Point-per-instance localization data:
>>>
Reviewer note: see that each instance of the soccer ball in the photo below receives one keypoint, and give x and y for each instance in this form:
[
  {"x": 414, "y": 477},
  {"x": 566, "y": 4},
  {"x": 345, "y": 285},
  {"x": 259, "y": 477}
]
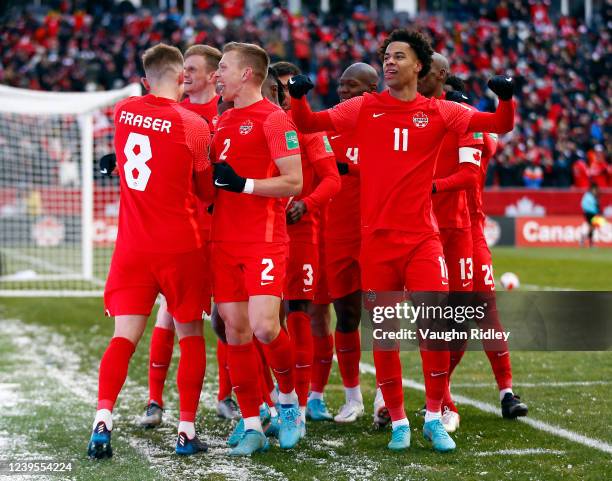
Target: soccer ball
[{"x": 509, "y": 281}]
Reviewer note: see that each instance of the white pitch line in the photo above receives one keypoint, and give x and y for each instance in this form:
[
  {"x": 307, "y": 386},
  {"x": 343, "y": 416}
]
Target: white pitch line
[
  {"x": 518, "y": 452},
  {"x": 536, "y": 384},
  {"x": 490, "y": 408}
]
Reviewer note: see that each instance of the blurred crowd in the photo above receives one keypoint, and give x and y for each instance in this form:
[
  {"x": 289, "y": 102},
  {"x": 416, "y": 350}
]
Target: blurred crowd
[{"x": 562, "y": 65}]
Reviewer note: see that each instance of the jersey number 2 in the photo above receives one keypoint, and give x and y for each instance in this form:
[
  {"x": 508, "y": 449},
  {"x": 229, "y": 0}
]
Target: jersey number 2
[{"x": 137, "y": 162}]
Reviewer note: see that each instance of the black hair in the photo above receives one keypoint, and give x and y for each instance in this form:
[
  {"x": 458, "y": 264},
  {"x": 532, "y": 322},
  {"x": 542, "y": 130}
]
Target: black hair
[
  {"x": 456, "y": 83},
  {"x": 417, "y": 41}
]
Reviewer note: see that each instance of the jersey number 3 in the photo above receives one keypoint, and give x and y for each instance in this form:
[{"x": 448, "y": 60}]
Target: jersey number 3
[{"x": 136, "y": 170}]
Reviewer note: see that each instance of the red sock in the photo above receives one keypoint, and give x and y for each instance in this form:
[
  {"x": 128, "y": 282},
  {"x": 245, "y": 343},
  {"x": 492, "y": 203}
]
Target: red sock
[
  {"x": 323, "y": 353},
  {"x": 348, "y": 351},
  {"x": 496, "y": 350},
  {"x": 160, "y": 355},
  {"x": 435, "y": 372},
  {"x": 279, "y": 355},
  {"x": 300, "y": 332},
  {"x": 389, "y": 379},
  {"x": 267, "y": 383},
  {"x": 225, "y": 385},
  {"x": 447, "y": 400},
  {"x": 113, "y": 371},
  {"x": 242, "y": 362},
  {"x": 190, "y": 375}
]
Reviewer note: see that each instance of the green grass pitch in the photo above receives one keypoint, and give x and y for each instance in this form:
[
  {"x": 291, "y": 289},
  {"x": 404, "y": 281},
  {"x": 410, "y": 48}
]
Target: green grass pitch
[{"x": 50, "y": 350}]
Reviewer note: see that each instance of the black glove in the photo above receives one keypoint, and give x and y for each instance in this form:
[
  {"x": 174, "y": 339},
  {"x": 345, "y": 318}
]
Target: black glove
[
  {"x": 342, "y": 168},
  {"x": 224, "y": 177},
  {"x": 299, "y": 86},
  {"x": 456, "y": 96},
  {"x": 502, "y": 86},
  {"x": 107, "y": 164}
]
<<<
What is needed is a word-for-word copy of the data above, free of any images.

** RESULT FOR THIS TASK **
Reviewer note: see that each instance of the soccer ball in the photo below receives one keypoint, and give x and y for each instance in this form:
[
  {"x": 414, "y": 477},
  {"x": 566, "y": 4},
  {"x": 345, "y": 285},
  {"x": 259, "y": 477}
]
Target: soccer ball
[{"x": 509, "y": 281}]
Reviewer note: see that each instance of the white pitch line in the photo above receives one keypoint, and give x and y for each instance in this form:
[
  {"x": 307, "y": 386},
  {"x": 343, "y": 416}
]
Target: white pitch line
[
  {"x": 518, "y": 452},
  {"x": 536, "y": 384},
  {"x": 490, "y": 408}
]
Reviewer note: see that each instance of the blurred crowd in the photo above receives one keypoint, and give x and y for each instance in this form:
[
  {"x": 289, "y": 102},
  {"x": 416, "y": 350}
]
Target: blurred crowd
[{"x": 562, "y": 65}]
Reviewer note: see that each instance of the jersey number 2 in the photo above receives one keypoint, and give x and y for each instance in this form:
[
  {"x": 508, "y": 449},
  {"x": 229, "y": 0}
]
Target: jersey number 2
[{"x": 137, "y": 162}]
Reviewer note: see that each instance of the black hair in the photo above receives one keypoint, and give x and y for each instance in this form:
[
  {"x": 458, "y": 264},
  {"x": 532, "y": 322},
  {"x": 542, "y": 130}
]
Target: black hair
[
  {"x": 456, "y": 83},
  {"x": 417, "y": 41}
]
Reviewer note: see that each instance of the jersey number 3 in the photo above receives one keypoint, and give x and y for each instance in this form:
[{"x": 448, "y": 60}]
Target: jersey number 3
[{"x": 136, "y": 170}]
Reviewer note: see that each instance of the red sock in the photo above receives one keypoint, and give x and y for each instance in this form:
[
  {"x": 128, "y": 282},
  {"x": 245, "y": 343},
  {"x": 492, "y": 203}
]
Target: red sock
[
  {"x": 323, "y": 353},
  {"x": 348, "y": 351},
  {"x": 496, "y": 350},
  {"x": 160, "y": 355},
  {"x": 435, "y": 372},
  {"x": 279, "y": 355},
  {"x": 300, "y": 332},
  {"x": 389, "y": 379},
  {"x": 267, "y": 383},
  {"x": 225, "y": 385},
  {"x": 447, "y": 400},
  {"x": 113, "y": 371},
  {"x": 242, "y": 362},
  {"x": 190, "y": 375}
]
Reviewer note: see that each instance of the green grass pitch in the photo above receives one keypoint, and give x and y for each instance in this form:
[
  {"x": 291, "y": 289},
  {"x": 404, "y": 281},
  {"x": 410, "y": 48}
]
Target: green grass pitch
[{"x": 50, "y": 350}]
Reviewer note: see that each instance of the black glove in the photo above receives one keypoint, and give x and y for each instance in this form:
[
  {"x": 174, "y": 339},
  {"x": 345, "y": 318}
]
Target: black glove
[
  {"x": 342, "y": 168},
  {"x": 224, "y": 177},
  {"x": 299, "y": 86},
  {"x": 456, "y": 96},
  {"x": 502, "y": 86},
  {"x": 107, "y": 164}
]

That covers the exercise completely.